Problem => Turn the stretch of data from the line containing "target | white sock with pink stripe" through the end of the data into a JSON list of strings, one string per line, leaving out blank lines.

Entries from a point annotation set
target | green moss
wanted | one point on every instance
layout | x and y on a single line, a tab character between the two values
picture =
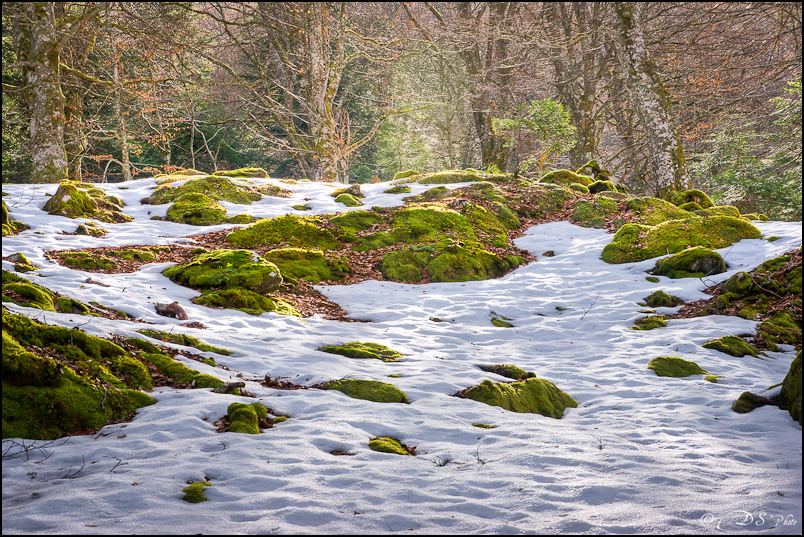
291	229
748	402
244	418
635	242
195	492
87	261
356	349
244	300
531	395
225	269
179	372
653	211
790	396
215	187
405	265
243	172
349	200
370	390
46	399
660	299
183	339
311	265
508	370
696	196
673	366
82	200
386	444
566	177
695	262
732	345
196	209
649	323
593	213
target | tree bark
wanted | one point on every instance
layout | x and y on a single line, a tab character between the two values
650	100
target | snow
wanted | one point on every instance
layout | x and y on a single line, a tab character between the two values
640	453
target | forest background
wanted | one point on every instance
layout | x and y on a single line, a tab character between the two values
662	95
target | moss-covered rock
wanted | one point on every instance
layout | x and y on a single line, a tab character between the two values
194	493
245	418
673	366
357	349
291	229
87	261
370	390
732	345
349	200
94	382
649	323
695	262
660	299
790	396
635	242
531	395
224	269
311	265
509	371
196	209
10	227
183	339
566	177
693	195
75	199
386	444
247	301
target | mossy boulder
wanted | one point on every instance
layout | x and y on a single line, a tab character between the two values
75	199
245	418
653	211
224	269
509	371
88	261
10	227
694	195
290	229
594	213
216	188
531	395
790	396
673	366
636	242
732	345
194	493
660	299
695	262
566	177
349	200
370	390
386	444
311	265
357	349
247	301
184	339
196	209
649	323
45	399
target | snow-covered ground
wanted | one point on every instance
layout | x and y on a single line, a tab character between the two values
640	453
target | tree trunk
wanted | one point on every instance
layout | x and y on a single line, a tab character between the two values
650	100
46	101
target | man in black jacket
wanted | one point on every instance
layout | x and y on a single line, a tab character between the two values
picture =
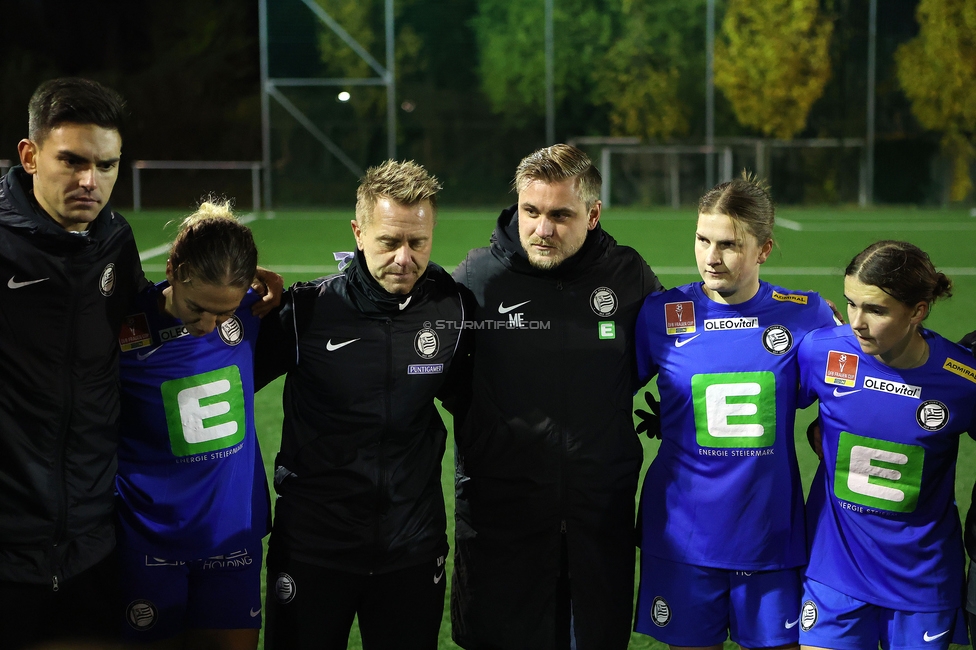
359	523
548	459
68	268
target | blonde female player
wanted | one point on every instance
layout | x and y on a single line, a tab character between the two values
193	499
886	553
722	517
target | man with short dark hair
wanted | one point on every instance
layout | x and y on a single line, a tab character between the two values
68	270
359	524
547	456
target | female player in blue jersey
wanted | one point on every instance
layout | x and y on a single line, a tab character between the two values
722	523
193	499
886	553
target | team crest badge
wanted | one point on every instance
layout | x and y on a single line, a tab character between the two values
808	615
106	283
777	339
679	317
285	588
426	342
841	368
932	415
141	615
660	612
231	331
603	301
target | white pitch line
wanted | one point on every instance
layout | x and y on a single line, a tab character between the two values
156	251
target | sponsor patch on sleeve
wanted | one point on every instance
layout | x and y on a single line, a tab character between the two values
134	333
960	369
679	317
798	298
841	368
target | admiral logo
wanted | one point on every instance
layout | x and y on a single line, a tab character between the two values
172	333
932	415
808	615
660	612
135	333
957	368
679	317
285	589
777	339
603	301
893	387
141	615
231	331
841	369
425	368
106	283
741	323
790	297
426	342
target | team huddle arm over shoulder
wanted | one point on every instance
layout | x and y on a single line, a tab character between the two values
277	347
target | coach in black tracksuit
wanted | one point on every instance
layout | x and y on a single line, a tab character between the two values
68	270
360	524
548	459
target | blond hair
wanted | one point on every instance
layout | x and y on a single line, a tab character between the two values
556	164
407	183
212	246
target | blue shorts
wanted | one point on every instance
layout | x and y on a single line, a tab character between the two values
163	598
830	619
686	605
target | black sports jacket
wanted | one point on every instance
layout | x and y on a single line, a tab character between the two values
548	450
358	476
64	298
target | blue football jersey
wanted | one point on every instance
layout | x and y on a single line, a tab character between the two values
882	516
724	490
191	480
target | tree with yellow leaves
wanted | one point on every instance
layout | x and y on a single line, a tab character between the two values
772	62
937	71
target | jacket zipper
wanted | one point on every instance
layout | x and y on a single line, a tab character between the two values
61	522
380	448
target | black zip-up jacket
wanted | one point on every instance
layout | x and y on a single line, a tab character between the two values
64	298
358	474
548	451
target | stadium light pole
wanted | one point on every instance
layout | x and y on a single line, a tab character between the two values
710	92
550	78
868	198
265	102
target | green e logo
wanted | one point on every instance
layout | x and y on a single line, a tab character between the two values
735	409
877	473
204	412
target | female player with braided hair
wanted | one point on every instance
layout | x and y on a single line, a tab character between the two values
886	553
722	517
193	499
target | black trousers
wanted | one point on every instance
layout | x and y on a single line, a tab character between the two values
86	609
310	607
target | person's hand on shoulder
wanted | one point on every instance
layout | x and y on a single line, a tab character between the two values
270	286
650	421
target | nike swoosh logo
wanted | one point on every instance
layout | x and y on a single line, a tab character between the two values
142	356
332	347
13	284
502	309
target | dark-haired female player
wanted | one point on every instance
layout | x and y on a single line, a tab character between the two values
886	554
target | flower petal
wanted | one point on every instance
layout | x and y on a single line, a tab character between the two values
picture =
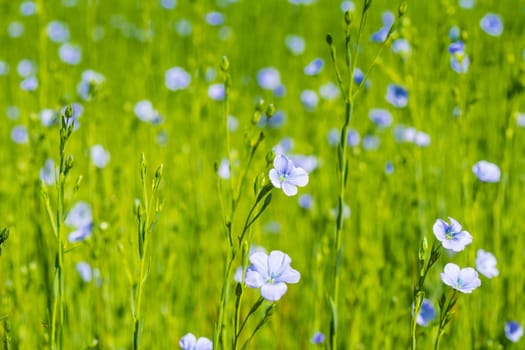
278	262
273	292
289	276
203	344
274	178
280	163
187	341
254	279
439	229
259	262
298	177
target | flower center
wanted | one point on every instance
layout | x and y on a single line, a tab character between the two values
450	234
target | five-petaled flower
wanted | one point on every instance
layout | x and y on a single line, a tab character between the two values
190	342
451	236
286	176
270	273
464	280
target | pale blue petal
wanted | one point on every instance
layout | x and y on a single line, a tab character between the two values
298	177
274	178
273	292
187	342
278	262
254	279
203	344
259	261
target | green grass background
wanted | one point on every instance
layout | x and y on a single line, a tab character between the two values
389	214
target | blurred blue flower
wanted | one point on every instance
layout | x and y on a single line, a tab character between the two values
168	4
295	44
427	313
318	338
85	271
190	342
27	8
99	156
144	111
421	139
12	112
454	33
513	331
464	280
491	24
306	201
215	18
382	118
286	176
404	133
452	236
216	92
401	47
486	264
57	31
397	95
314	67
269	78
70	53
456	47
29	84
486	171
347	5
80	218
26	68
48	172
329	91
19	135
15	29
270	273
370	142
276	121
467	4
309	99
459	63
176	78
380	36
183	27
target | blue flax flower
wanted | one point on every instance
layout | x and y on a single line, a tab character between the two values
513	331
270	273
81	219
452	236
397	95
318	338
491	24
486	264
464	280
486	171
190	342
427	313
286	176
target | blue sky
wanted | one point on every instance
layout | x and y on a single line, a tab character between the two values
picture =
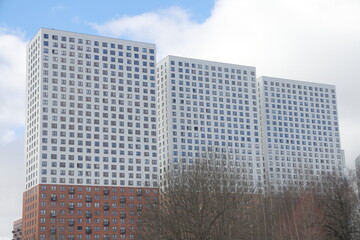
309	40
29	16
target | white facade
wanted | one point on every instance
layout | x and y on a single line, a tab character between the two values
300	132
91	111
208	107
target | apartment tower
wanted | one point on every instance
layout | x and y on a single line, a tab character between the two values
300	133
209	109
91	136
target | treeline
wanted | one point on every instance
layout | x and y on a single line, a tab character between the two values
209	202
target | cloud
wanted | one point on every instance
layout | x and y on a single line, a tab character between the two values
8	136
310	40
12	80
11	184
57	8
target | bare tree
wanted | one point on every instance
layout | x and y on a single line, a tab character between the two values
203	201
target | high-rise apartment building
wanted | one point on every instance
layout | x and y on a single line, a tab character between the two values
207	107
300	133
91	136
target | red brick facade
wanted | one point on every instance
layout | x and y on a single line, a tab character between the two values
84	212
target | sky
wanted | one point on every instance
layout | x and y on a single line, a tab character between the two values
309	40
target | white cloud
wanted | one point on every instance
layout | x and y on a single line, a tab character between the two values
12	111
12	80
11	185
310	40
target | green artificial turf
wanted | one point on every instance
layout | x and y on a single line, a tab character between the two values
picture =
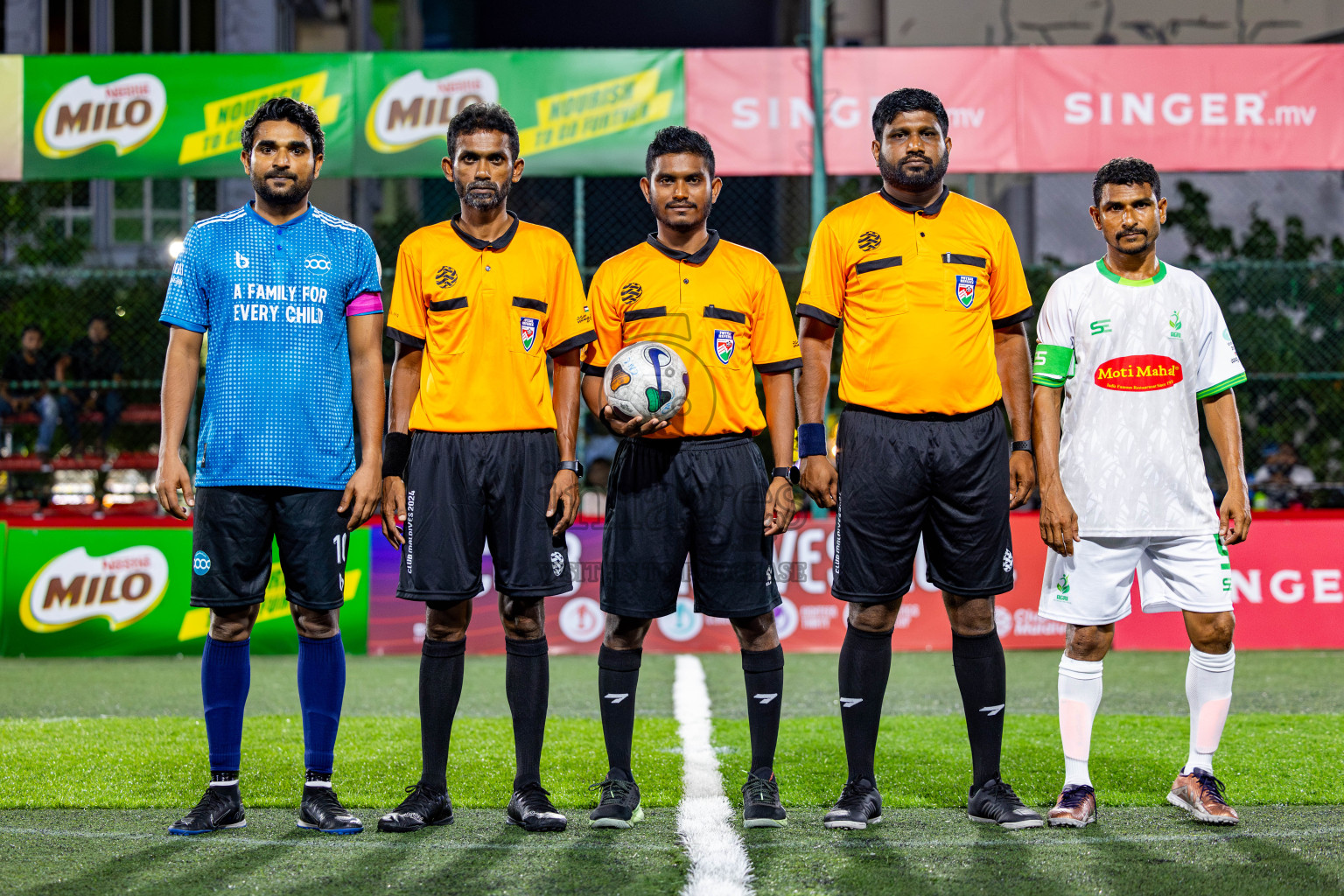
924	760
140	762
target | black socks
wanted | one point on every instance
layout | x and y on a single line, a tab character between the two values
864	665
617	679
441	688
983	682
764	673
527	682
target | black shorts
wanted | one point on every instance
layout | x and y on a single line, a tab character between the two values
231	534
464	488
941	477
668	497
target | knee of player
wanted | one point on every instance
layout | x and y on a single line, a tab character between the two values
522	618
1214	633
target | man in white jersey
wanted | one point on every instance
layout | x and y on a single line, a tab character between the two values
1135	346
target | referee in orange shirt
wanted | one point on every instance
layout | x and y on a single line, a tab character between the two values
930	290
479	304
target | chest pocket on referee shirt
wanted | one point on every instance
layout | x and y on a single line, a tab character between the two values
727	340
449	320
527	333
965	283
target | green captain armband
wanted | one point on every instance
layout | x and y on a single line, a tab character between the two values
1051	366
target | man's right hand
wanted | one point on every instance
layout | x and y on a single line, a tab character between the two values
820	480
1058	522
628	426
394	511
170	479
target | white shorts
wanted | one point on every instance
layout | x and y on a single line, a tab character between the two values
1176	572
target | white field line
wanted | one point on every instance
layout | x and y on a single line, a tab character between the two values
719	864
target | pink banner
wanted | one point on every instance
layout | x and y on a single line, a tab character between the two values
1288	587
1032	109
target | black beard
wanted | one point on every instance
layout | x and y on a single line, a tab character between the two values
679	226
288	199
913	183
480	202
1138	250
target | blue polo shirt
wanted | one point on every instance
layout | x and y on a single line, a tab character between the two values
275	301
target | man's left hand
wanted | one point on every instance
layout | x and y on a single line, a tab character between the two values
1234	516
564	488
1022	477
363	492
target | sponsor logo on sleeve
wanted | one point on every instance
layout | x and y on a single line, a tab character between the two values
74	587
1138	374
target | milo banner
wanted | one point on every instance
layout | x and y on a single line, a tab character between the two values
578	113
113	592
383	115
170	116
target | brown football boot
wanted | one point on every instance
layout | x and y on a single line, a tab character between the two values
1201	795
1075	808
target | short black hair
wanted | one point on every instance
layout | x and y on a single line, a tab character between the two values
906	100
285	109
483	116
675	140
1128	171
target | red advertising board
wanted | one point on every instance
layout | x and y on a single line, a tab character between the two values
1035	109
1288	586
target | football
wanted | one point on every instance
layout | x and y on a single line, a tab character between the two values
647	379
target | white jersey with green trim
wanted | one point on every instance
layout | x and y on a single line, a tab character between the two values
1135	358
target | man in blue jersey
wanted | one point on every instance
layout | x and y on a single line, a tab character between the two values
290	298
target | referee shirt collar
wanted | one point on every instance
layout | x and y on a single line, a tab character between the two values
498	245
932	208
690	258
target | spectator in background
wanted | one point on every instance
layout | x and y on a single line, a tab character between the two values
1283	481
32	364
93	358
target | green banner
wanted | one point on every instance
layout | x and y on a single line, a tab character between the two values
170	116
98	592
383	115
586	112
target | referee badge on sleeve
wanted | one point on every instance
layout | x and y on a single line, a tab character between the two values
527	329
965	289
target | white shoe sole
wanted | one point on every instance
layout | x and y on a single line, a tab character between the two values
619	822
1010	825
852	825
1199	815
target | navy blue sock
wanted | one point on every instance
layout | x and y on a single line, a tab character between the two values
321	685
225	679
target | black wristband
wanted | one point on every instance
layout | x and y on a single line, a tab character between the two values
396	452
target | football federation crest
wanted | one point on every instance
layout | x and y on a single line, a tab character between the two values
965	289
527	328
724	343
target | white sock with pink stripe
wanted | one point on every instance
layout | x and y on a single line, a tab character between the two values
1080	695
1208	687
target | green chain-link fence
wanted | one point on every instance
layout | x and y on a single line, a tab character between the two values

The result =>
[
  "target | white sock with pink stripe",
  "wanted | one point on every instance",
  "layout | x and y on a single line, a tab character between the two values",
  "1080\t695",
  "1208\t687",
  "target | green chain-link fence",
  "wanted | one point on every instance",
  "layout | x and y on a single line, a tab character between the two values"
]